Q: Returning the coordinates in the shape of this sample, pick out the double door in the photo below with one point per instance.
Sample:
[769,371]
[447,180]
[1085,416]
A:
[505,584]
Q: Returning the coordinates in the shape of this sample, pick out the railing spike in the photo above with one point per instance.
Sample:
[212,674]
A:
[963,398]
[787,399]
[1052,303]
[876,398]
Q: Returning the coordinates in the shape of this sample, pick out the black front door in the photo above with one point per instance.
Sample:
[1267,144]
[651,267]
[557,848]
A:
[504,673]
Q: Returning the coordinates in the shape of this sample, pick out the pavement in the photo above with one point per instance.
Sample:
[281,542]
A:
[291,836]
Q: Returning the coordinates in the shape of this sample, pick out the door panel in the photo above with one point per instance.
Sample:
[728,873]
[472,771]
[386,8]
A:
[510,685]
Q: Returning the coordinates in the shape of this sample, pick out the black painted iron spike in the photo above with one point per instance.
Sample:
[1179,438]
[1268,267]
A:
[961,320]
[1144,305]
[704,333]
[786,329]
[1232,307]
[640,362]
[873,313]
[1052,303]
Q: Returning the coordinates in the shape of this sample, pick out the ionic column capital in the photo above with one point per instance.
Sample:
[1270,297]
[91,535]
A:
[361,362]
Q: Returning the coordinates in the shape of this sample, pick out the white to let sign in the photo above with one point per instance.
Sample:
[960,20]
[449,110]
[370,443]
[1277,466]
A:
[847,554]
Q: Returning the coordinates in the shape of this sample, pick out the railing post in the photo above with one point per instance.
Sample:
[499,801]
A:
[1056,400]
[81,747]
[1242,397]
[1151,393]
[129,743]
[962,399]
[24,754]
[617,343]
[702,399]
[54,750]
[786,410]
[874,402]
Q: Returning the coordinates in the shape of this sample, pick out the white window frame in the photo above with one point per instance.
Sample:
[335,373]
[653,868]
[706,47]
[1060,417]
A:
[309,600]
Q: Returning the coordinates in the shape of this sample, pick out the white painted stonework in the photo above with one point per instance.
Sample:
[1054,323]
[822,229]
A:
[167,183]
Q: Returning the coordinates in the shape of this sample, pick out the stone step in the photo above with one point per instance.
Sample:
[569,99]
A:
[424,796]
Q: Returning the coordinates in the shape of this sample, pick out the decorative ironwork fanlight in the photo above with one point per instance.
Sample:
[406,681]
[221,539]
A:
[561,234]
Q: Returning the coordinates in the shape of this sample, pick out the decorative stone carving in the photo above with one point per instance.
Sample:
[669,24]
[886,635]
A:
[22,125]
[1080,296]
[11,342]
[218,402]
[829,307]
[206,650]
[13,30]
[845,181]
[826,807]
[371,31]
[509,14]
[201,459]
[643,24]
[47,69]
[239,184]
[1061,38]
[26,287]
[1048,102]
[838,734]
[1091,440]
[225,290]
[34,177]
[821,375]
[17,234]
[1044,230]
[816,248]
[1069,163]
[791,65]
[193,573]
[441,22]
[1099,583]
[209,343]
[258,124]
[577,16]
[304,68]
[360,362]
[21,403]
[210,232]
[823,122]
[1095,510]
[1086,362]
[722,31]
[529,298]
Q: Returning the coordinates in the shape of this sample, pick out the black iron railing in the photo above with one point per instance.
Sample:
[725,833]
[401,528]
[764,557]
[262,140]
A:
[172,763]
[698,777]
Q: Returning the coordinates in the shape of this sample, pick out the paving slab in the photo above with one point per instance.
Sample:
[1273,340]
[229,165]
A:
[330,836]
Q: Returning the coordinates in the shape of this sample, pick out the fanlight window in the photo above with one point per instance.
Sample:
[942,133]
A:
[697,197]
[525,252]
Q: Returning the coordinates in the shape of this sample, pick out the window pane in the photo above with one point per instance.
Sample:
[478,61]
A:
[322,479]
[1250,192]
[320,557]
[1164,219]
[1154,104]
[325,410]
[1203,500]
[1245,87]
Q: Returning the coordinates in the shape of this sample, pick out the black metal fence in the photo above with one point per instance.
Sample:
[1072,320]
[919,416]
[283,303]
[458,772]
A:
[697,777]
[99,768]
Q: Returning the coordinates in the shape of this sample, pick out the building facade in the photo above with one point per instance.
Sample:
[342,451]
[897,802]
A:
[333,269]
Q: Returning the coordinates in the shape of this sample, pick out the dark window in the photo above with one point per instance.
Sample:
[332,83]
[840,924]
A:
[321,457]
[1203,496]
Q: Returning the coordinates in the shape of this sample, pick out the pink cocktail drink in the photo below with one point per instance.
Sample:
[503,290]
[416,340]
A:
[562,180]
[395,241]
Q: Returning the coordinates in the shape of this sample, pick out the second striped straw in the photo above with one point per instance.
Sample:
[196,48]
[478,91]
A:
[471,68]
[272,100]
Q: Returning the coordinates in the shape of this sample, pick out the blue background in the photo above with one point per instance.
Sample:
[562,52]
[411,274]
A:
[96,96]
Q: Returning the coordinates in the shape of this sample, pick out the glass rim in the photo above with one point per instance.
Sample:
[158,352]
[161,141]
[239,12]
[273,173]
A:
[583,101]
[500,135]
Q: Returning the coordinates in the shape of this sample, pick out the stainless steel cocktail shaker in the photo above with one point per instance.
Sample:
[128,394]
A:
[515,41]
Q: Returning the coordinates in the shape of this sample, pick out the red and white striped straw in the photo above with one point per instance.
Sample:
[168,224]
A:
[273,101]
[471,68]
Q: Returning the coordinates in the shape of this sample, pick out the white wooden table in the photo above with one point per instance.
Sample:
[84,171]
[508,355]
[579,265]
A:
####
**Written problem**
Reproduce all of the records above verbatim, line for line.

**Written response**
Q: Returning the coordinates in the shape of this sample, pick out the double door in the photo below with one point per instance.
Sample:
[769,371]
[447,180]
[1085,416]
A:
[505,584]
Q: Returning the coordinates in the shape of this sample, pick out the railing spike in the photo above with one point per instance.
Sample:
[212,674]
A:
[963,398]
[787,399]
[1052,303]
[876,398]
Q: Returning the coordinates in the shape of this sample, pick out the black front door in the photo above with one point per instance.
Sample:
[1267,144]
[651,267]
[557,848]
A:
[504,673]
Q: Returning the coordinates in the shape of this sample, pick out the pavement in the photo above with one point per instance.
Sample:
[281,542]
A:
[291,836]
Q: Returning the coordinates in the shape of this sample, pick out the door panel in the photo above with one point per instance.
Sample:
[728,873]
[472,771]
[386,8]
A:
[510,685]
Q: Returning the coordinates in the shape of this sample, pick out the black painted iron spike in the photo above with one point per instance.
Sample:
[1179,438]
[1268,267]
A:
[961,320]
[1144,305]
[704,333]
[786,329]
[1232,307]
[640,362]
[873,313]
[1052,303]
Q: Returning the coordinates in the shape of this sample, pick out the ionic column capital in the photo above with one point per instance.
Sample:
[1270,297]
[91,535]
A:
[361,362]
Q: Returning the coordinates in the shape of this sample, pick out the white to let sign in the photo above with one point per instance.
Sample:
[960,20]
[449,110]
[370,443]
[1277,466]
A:
[847,554]
Q: Returning the coordinates in the shape of this sample, pick out the railing post in the photo above with one point per instance.
Sample:
[499,801]
A:
[1056,400]
[81,747]
[1242,397]
[1151,393]
[129,743]
[962,399]
[24,754]
[617,343]
[702,399]
[54,750]
[786,410]
[874,402]
Q: Returning the coordinates in the shape of this sample, pick out the white window frame in the photo above with one point per instance.
Sample:
[335,373]
[653,868]
[706,47]
[1060,417]
A:
[309,600]
Q: Returning the coordinates in the shape of this sample, pick out the white painted stonework in the photo above with one point per instance.
Sample:
[1054,323]
[822,229]
A:
[167,183]
Q: Returning the coordinates in the shape of this sample, pick out the stone step in the photo above with one point per instance.
Sample:
[569,99]
A:
[424,796]
Q: Returning the coordinates in the shape of this sample, pick out the decorative ironwork fanlight in the photo above with one point per instance.
Sample:
[406,681]
[221,539]
A:
[561,234]
Q: Returning the coordinates in the shape of this sample, pick out the decorative stone carving in the photo above with one point per instance.
Sample:
[669,24]
[886,635]
A:
[22,125]
[1080,296]
[11,342]
[218,402]
[829,307]
[206,650]
[13,30]
[845,181]
[826,807]
[371,31]
[509,14]
[201,459]
[643,24]
[47,69]
[239,184]
[1061,38]
[26,287]
[1048,102]
[838,734]
[1091,440]
[225,290]
[34,177]
[821,375]
[17,234]
[1044,230]
[816,248]
[1069,163]
[791,65]
[193,573]
[441,22]
[1099,583]
[209,343]
[258,124]
[577,16]
[304,68]
[360,362]
[21,403]
[210,232]
[823,122]
[1095,510]
[1086,362]
[722,31]
[529,298]
Q: Returning the coordinates in the shape of this sample, pick out the black iron railing in the photo above with one point per instance.
Sample:
[725,833]
[401,528]
[764,557]
[262,140]
A:
[172,763]
[698,777]
Q: Returning the coordinates in the shape of this sample, pick out the paving slab in the photo above with one point per instance.
Sample:
[1273,340]
[229,165]
A:
[330,836]
Q: Returning the coordinates in the shape of this sample, pick out the fanlight window in the photo above with one point per instance.
Sample:
[942,133]
A:
[697,197]
[525,252]
Q: Returning the coordinates in the shape of this sample, pick out the window pane in the photo above with one point per instance.
Sample:
[478,61]
A:
[322,479]
[1250,192]
[320,557]
[1164,219]
[1154,104]
[325,410]
[1203,500]
[1245,87]
Q: Returning the coordinates in the shape of this sample, pick out the black metal fence in the photo above with one point per instance.
Sample:
[1072,320]
[919,416]
[283,303]
[458,772]
A:
[697,777]
[99,768]
Q: Returning the coordinates in the shape of this sample, pick out the building facade in the photo above with one point per instance.
Sample:
[342,451]
[897,802]
A:
[333,269]
Q: Returning the coordinates in the shape of this sample, pick out the dark window in the photo above with one point per instance.
Sample:
[332,83]
[840,924]
A:
[321,457]
[1203,496]
Q: Returning the coordinates in the shape of this sample, pick out the pink cocktail drink in the photo below with one point per instance.
Sample:
[503,290]
[416,340]
A:
[562,180]
[395,241]
Q: Returning the coordinates in the shape of this sample, pick out the second striped straw in the photo above with one point per instance.
Sample:
[196,48]
[478,91]
A:
[471,68]
[272,100]
Q: Returning the coordinates in the shape of this sample, pick out the blue background in the photo above with one point per instance.
Sample:
[562,52]
[411,274]
A:
[96,96]
Q: Returning the coordinates in the shape of this sample, pick out the glass rim in the photo above with one point per instance.
Sample:
[158,352]
[161,141]
[239,12]
[273,173]
A:
[583,101]
[500,135]
Q: Returning the coordinates in the shape of this sample, pick out the stainless steel cocktail shaker in the photo above with one point per instance.
Sample:
[128,394]
A:
[515,41]
Q: Returning the coordinates in the shape of this sample, pick out the red and white striped straw in the photo above with one point per instance.
Sample:
[168,224]
A:
[273,101]
[471,68]
Q: Returning the coordinates in the shape of this sample, pick out the white wooden table in the photo above with one point per instance.
Sample:
[84,171]
[508,355]
[579,265]
A:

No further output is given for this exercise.